Point labeling examples
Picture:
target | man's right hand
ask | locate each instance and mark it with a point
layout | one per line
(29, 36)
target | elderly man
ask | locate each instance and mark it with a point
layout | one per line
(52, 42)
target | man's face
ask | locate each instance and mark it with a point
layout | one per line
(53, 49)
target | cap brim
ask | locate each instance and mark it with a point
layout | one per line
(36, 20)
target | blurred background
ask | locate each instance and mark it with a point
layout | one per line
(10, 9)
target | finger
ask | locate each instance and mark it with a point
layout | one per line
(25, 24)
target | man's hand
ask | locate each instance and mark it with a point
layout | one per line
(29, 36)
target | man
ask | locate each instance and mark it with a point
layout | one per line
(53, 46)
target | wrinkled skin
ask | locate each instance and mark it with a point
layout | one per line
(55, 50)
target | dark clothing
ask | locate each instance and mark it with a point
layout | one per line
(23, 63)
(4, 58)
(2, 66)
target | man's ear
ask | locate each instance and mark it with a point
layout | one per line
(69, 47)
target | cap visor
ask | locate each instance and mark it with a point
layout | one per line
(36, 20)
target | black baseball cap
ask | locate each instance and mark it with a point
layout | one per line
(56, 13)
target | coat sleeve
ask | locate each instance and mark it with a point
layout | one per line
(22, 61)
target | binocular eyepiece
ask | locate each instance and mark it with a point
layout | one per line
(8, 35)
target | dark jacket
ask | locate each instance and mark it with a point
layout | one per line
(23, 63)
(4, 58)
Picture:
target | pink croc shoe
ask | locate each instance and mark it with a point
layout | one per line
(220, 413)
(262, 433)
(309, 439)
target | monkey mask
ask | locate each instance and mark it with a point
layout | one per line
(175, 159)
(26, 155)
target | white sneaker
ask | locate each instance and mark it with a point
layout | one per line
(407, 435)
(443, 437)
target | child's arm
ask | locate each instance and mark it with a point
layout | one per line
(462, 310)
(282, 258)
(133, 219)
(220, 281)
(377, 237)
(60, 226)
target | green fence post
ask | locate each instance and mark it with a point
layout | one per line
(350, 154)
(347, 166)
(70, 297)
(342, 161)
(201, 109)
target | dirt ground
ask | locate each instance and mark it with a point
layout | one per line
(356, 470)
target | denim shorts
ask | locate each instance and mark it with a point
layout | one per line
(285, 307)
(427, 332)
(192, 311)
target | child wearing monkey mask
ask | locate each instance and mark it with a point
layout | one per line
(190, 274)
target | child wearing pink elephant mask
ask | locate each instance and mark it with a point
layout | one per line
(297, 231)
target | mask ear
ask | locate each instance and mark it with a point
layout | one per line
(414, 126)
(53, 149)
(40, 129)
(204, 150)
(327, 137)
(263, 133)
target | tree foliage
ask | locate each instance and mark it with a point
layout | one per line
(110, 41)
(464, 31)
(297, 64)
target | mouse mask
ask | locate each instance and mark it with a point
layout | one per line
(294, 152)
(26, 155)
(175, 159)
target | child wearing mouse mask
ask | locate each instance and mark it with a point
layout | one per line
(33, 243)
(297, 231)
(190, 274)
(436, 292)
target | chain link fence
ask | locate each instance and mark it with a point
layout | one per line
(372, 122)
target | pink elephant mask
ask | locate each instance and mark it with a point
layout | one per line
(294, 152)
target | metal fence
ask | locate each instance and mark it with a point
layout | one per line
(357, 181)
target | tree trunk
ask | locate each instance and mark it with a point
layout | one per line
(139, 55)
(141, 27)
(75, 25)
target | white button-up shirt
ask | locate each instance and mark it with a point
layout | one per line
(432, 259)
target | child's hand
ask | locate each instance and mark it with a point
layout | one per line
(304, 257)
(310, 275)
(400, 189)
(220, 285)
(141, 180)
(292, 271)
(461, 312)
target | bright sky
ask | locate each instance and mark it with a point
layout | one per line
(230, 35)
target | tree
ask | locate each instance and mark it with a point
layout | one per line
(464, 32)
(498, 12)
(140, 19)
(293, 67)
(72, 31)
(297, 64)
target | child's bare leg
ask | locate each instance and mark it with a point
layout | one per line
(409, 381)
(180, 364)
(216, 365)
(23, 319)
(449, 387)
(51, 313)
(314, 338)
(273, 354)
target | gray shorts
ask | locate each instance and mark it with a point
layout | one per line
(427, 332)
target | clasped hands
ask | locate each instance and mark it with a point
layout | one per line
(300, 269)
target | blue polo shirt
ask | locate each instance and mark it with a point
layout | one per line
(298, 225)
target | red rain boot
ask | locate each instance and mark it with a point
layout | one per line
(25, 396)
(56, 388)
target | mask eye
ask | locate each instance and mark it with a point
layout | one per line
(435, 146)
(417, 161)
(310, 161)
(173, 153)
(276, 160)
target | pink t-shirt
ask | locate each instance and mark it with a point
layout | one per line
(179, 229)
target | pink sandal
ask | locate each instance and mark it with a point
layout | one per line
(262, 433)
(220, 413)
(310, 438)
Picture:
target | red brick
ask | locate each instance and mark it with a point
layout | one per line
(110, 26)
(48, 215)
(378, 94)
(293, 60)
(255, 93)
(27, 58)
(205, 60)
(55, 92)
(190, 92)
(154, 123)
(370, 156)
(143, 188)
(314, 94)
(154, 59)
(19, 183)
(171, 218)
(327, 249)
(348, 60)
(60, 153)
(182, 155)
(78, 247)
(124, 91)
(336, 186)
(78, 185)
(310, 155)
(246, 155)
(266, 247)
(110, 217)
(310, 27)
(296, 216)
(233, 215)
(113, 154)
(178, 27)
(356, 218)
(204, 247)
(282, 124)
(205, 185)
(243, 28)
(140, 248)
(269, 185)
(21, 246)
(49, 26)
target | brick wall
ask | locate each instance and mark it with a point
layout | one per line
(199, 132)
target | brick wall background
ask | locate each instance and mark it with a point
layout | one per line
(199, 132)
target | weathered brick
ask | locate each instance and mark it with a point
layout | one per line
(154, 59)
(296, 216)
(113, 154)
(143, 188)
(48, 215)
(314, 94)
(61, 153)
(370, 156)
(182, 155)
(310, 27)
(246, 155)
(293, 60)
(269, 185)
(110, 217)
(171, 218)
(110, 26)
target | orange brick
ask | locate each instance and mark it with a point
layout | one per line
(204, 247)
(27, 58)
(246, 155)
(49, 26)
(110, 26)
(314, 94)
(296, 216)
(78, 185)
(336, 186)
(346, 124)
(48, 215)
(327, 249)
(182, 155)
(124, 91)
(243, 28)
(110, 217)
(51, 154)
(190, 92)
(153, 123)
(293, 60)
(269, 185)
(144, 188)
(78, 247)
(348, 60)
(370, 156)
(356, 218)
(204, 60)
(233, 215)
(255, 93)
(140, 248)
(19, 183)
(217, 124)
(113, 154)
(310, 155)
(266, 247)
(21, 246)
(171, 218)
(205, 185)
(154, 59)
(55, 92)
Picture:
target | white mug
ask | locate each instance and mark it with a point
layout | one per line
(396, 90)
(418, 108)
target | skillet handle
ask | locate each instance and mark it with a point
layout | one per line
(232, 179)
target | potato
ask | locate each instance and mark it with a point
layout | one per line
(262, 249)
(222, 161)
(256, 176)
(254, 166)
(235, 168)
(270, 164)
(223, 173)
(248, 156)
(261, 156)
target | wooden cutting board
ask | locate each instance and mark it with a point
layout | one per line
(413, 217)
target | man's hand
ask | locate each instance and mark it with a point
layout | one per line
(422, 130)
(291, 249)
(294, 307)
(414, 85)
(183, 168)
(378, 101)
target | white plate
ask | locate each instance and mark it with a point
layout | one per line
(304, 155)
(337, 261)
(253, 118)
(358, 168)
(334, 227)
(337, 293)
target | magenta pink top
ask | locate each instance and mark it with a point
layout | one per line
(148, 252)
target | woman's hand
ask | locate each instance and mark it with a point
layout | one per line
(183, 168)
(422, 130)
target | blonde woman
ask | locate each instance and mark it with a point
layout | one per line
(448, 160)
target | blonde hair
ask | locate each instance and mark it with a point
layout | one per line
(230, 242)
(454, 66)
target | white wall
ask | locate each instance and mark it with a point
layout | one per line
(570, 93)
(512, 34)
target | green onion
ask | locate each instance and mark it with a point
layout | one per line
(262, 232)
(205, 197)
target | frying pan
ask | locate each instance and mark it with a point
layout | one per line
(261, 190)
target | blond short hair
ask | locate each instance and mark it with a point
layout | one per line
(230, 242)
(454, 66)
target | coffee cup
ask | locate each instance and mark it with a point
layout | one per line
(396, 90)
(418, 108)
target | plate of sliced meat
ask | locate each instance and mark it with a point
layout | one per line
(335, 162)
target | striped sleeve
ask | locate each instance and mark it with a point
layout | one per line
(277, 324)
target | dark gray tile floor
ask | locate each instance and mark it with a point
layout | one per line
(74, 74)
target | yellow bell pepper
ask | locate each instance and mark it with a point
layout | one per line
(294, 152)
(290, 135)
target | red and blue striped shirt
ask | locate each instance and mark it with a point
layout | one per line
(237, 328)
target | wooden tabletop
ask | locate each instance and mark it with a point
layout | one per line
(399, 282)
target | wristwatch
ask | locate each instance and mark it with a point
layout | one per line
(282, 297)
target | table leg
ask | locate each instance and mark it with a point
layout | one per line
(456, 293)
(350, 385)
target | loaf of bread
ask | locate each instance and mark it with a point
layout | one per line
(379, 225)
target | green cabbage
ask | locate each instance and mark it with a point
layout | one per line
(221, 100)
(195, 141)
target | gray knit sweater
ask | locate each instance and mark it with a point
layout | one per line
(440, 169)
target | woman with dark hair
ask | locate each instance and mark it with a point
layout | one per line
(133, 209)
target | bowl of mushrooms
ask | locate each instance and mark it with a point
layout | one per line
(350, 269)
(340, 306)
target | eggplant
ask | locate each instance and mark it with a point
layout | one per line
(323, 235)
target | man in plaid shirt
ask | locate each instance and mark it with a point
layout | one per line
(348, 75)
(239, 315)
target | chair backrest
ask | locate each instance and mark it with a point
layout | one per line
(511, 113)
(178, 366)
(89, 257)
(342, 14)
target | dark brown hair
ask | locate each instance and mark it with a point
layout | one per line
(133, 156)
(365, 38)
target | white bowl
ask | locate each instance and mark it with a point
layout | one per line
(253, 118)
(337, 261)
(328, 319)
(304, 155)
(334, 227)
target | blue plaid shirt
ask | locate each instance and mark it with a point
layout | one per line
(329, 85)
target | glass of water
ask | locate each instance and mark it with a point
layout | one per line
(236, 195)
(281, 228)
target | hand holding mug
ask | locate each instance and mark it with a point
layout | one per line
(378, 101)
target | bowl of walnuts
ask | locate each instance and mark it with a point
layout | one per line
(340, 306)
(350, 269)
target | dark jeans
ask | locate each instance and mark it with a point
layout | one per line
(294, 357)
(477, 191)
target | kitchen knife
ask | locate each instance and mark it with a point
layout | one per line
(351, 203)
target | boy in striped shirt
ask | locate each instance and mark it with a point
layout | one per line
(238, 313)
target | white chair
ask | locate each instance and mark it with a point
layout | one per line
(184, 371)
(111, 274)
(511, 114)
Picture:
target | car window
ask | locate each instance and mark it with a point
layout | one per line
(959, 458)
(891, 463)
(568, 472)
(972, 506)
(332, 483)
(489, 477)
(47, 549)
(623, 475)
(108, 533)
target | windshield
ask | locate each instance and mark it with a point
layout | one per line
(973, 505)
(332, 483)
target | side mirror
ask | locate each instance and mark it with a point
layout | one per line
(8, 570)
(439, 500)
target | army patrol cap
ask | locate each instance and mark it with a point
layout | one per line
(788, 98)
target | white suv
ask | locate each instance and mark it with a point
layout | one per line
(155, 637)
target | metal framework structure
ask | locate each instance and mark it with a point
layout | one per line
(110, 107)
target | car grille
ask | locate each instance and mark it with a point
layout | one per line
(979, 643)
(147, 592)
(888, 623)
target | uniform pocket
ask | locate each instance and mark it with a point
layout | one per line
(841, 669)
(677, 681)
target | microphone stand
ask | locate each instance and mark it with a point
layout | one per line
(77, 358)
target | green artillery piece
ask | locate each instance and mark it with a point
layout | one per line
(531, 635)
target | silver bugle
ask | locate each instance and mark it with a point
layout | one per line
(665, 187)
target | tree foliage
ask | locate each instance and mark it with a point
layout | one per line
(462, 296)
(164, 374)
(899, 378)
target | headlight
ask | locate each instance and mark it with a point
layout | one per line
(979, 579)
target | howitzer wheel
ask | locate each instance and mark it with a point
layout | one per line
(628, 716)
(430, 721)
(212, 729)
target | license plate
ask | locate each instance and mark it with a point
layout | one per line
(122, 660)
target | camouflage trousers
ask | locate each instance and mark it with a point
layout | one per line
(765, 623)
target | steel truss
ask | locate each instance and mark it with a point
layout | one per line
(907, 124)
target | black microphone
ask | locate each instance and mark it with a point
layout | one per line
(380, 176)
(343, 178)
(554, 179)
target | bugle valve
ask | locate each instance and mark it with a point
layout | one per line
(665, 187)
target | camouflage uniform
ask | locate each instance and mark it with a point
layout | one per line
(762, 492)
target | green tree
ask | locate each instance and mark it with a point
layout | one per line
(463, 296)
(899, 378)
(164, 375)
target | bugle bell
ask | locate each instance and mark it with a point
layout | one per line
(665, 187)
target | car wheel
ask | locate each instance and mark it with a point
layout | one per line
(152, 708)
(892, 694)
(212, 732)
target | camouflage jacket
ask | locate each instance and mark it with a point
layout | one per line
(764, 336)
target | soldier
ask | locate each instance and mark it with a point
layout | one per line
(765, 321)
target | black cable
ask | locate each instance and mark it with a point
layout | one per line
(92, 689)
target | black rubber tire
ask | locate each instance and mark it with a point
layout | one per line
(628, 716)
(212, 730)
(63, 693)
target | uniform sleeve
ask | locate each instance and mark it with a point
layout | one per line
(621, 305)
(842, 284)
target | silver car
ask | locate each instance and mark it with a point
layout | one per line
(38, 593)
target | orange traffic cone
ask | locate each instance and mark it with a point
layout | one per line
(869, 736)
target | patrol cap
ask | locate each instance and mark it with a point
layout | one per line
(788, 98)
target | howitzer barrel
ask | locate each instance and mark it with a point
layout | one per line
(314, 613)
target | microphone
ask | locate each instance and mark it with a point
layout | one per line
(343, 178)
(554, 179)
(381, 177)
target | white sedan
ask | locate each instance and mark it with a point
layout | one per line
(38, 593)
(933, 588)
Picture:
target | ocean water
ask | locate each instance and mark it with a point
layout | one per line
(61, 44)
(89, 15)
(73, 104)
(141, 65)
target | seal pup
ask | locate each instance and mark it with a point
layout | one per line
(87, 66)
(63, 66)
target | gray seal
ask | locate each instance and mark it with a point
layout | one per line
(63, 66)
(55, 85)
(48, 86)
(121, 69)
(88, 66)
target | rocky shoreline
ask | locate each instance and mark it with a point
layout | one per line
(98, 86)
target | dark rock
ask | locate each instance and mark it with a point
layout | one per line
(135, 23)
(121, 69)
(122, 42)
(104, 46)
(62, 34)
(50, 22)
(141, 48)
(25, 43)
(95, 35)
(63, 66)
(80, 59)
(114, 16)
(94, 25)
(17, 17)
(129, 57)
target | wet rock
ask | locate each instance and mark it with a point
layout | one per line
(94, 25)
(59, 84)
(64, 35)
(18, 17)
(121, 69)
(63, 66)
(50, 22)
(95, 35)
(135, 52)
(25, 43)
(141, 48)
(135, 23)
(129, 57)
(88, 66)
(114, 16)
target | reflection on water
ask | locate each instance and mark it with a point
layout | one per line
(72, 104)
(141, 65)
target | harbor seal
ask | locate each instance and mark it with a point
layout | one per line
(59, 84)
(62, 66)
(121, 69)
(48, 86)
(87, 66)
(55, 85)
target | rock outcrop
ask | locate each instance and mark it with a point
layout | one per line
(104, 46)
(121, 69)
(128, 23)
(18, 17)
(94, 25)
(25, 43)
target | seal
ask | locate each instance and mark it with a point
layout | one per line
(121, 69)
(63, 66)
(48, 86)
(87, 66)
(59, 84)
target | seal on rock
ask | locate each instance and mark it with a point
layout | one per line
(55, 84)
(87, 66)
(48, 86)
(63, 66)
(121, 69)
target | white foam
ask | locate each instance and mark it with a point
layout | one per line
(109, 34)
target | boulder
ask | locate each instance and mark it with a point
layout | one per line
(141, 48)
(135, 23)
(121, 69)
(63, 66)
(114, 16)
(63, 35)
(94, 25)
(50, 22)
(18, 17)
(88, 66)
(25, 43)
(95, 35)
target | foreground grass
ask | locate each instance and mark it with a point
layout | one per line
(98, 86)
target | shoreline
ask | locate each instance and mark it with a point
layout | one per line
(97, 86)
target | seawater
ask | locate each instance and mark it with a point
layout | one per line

REQUEST
Please retype, exactly as written, every line from the line containing "target | white foam" through the last line of the records above, including both of those lines, and nothing else.

RESULT BELOW
target | white foam
ask | locate each instance and mark it with a point
layout | one per line
(109, 34)
target | boulder
ask | locate each instance and mark it with a point
layout | one per line
(141, 48)
(135, 23)
(121, 69)
(63, 66)
(114, 16)
(63, 35)
(94, 25)
(50, 22)
(18, 17)
(88, 66)
(25, 43)
(95, 35)
target | foreground grass
ask | locate each instance and mark it with a point
layout | one per line
(98, 86)
target | shoreline
ask | locate each instance and mark it with a point
layout | one per line
(97, 86)
target | seawater
ask | locate each instance and mark it with a point
layout | one per line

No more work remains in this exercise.